Task instructions
#1 Using the Thanksgiving blog post, answer these:
(a) To which state did the writer drive on Wednesday?
(b) What did the family put up again on the day after Thanksgiving this year?
(c) What illness does Ed's brother Bob have?
#2 In the Thanksgiving blog post, turn the paragraph starting "The new memory being created" into a short list of its main facts.

Excerpt to read
Saturday, November 24, 2007

Thanksgiving and not-good news about Bob

I drove to Virginia on Wednesday to spend Thanksgiving with my mother and sister and her family. I wasn't sure this would be the right thing for me to do and spent a lot of time beforehand thinking about how to handle this holiday. Coming up with a plan was actually an assignment from my support group, and last Wednesday when I still hadn't decided on my plan I was chided a little by one of the group facilitators. I made it through the holiday by not thinking of this as a Thanksgiving trip so much as another trip to give Marie a little break and do some things for my Mom. Still, standing at my mother's kitchen sink washing lunch dishes reminded me that a year ago, on the day after Thanksgiving, Ed stood at that very sink washing dishes. I even have a photo of him at the sink and Mark with the drying towel in hand. I remember that I was working on the plugged-up vacuum hose at the time and Marie, Joey and Jeffrey (my nephews), and Melissa were putting up Grandma's Christmas tree. We put the tree up again this year on the day after Thanksgiving. Despite the memories going through my head, I held it together. I drove back today (Saturday, November 24).

The new memory being created this weekend is not a good one. Ed's brother, Bob, is losing his battle with pancreatic cancer. Last Friday, he participated in making the arrangements for hospice care at his home, the plan being that a hospice nurse would come once a week. But his condition has deteriorated rapidly since mid-week. He is currently under 24-hour hospice care at home. The description of his condition is painfully familiar. I wish there was something I could do for him and for his family, but I don't have any magic words or deeds to help them through this. I often ask Ed to please be with me somehow when I make these long drives or when I have to face something that scares me or concerns me; but today, all day, I have told Ed to be with his brother, to help Bob in whatever way he can.

Recorded information
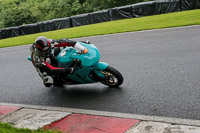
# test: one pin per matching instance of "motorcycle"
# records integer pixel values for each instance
(88, 69)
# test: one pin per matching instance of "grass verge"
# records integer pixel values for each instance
(6, 128)
(184, 18)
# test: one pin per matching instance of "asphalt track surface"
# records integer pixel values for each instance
(161, 70)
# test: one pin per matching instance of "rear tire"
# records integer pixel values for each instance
(113, 77)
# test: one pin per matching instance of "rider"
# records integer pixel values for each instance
(44, 61)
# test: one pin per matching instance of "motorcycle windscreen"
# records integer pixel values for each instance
(90, 58)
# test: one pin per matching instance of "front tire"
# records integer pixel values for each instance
(113, 77)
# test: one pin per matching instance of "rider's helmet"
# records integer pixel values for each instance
(43, 45)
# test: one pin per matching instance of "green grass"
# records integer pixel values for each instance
(177, 19)
(7, 128)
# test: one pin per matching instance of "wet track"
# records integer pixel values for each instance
(161, 72)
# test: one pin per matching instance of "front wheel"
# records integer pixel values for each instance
(113, 77)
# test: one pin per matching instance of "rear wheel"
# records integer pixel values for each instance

Task-by-task outputs
#1
(a) Virginia.
(b) Grandma's Christmas tree.
(c) Pancreatic cancer.

#2
- This weekend's new memory is a bad one: Ed's brother, Bob, is losing his battle with pancreatic cancer.
- Last Friday, Bob helped arrange hospice care at home, with a nurse planned to come once a week.
- His condition has gotten much worse since mid-week, and he is now under 24-hour hospice care at home.
- The description of his condition feels painfully familiar to the writer.
- The writer wishes there were some way to help Bob and his family.
- The writer usually asks Ed to be present on long drives or in scary times. Today, the writer has asked Ed to be with Bob and help him however he can.